Ciara Quilty-Harper is an English-Irish artist and illustrator based in Barcelona known for her hazy tones and cloudy colours. She’s worked for a range of clients from The New York Times to Elcaf and has also won an award for her brilliant book Lemon Yellow. We had the opportunity talk to Ciara about her process and inspiration as an illustrator.

Hey Ciara, Could you give us a quick introduction to your work and how you started working in illustration? Have you always been using traditional techniques?

Half my childhood was drawing and sewing and just making things. I studied fashion then surface design at UAL in London. After moving to Barcelona I found a few illustration jobs while teaching english and took some short courses in screen-printing and sewing but wanted to study full-time again not only to force myself to push my work but to make friends in the illustration community, which I’m happy to say happened. Since Escola Massana I’ve been working a lot more.

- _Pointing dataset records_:
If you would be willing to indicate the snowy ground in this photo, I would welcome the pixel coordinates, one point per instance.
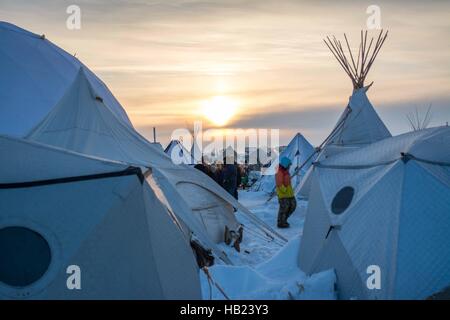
(267, 269)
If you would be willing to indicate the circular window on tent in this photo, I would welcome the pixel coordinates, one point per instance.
(342, 200)
(24, 254)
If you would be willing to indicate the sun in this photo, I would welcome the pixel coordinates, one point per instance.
(219, 109)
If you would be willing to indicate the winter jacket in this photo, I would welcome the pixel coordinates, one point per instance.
(283, 183)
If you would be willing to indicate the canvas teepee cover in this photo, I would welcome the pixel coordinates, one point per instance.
(94, 123)
(384, 205)
(60, 209)
(359, 125)
(300, 151)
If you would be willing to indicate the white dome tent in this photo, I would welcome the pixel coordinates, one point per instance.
(387, 205)
(300, 152)
(359, 125)
(61, 209)
(86, 118)
(177, 151)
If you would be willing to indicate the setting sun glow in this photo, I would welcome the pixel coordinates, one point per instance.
(219, 109)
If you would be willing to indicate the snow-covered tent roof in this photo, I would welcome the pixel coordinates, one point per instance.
(386, 205)
(83, 116)
(300, 151)
(35, 72)
(178, 153)
(61, 209)
(359, 125)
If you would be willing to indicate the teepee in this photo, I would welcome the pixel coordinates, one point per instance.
(384, 206)
(300, 152)
(359, 125)
(82, 115)
(62, 213)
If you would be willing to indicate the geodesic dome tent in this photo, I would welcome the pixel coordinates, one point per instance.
(300, 152)
(388, 205)
(60, 209)
(75, 111)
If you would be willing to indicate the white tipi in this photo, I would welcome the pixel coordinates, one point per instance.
(99, 221)
(383, 208)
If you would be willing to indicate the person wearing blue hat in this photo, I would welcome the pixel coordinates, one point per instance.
(285, 193)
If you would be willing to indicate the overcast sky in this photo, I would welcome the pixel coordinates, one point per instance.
(161, 59)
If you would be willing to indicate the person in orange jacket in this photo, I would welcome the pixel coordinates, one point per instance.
(285, 193)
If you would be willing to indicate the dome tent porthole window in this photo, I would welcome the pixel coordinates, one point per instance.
(342, 200)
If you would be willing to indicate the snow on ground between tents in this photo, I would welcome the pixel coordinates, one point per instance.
(267, 269)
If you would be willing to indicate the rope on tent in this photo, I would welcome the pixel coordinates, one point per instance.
(403, 156)
(319, 148)
(208, 275)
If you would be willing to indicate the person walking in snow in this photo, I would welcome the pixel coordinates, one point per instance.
(285, 193)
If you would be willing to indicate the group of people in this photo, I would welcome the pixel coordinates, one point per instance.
(231, 176)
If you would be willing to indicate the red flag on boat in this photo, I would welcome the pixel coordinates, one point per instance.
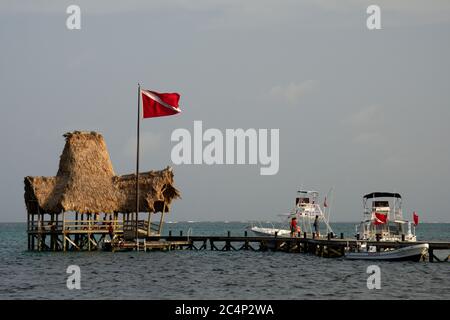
(156, 104)
(415, 218)
(380, 218)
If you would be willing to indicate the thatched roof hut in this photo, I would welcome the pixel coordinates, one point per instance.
(86, 183)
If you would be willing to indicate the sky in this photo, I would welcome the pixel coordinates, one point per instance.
(358, 110)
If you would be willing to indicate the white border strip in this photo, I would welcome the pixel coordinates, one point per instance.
(153, 96)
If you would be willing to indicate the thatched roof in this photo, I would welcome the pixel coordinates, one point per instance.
(86, 183)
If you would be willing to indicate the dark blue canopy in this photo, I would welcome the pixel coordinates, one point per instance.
(382, 194)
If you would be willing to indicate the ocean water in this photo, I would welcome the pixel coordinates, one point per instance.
(185, 274)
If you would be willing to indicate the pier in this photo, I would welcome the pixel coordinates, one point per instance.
(89, 234)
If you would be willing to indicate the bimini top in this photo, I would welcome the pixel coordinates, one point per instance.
(382, 194)
(307, 191)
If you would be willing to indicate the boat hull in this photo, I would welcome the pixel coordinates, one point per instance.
(270, 232)
(409, 253)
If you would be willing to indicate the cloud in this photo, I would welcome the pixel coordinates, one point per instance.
(365, 117)
(366, 125)
(293, 92)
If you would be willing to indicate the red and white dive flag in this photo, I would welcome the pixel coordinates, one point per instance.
(415, 218)
(156, 104)
(380, 218)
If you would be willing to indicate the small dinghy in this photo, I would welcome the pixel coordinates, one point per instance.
(410, 253)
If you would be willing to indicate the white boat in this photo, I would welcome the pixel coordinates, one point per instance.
(305, 211)
(414, 252)
(261, 231)
(383, 221)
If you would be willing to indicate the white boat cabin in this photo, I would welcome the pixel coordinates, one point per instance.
(383, 219)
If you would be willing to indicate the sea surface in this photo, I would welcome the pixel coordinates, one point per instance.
(214, 275)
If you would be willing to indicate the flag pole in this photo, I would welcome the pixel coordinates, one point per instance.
(137, 165)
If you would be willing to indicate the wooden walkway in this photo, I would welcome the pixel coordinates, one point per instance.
(90, 235)
(324, 247)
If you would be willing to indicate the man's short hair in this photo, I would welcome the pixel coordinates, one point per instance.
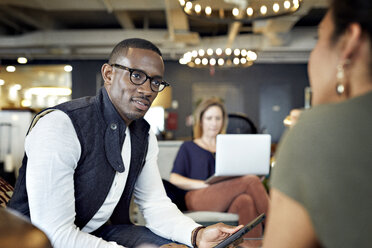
(121, 48)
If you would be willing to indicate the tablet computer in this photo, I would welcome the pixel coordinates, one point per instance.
(235, 236)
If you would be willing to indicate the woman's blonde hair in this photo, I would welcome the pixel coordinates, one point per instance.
(199, 112)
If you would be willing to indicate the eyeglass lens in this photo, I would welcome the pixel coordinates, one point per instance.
(139, 77)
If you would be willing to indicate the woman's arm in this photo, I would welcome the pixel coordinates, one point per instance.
(289, 224)
(186, 183)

- _DIRECTION_: According to the illustrator interview, which subjects did Ciara Quilty-Harper study at UAL in London?

- _WRITTEN ANSWER_: Fashion, then surface design.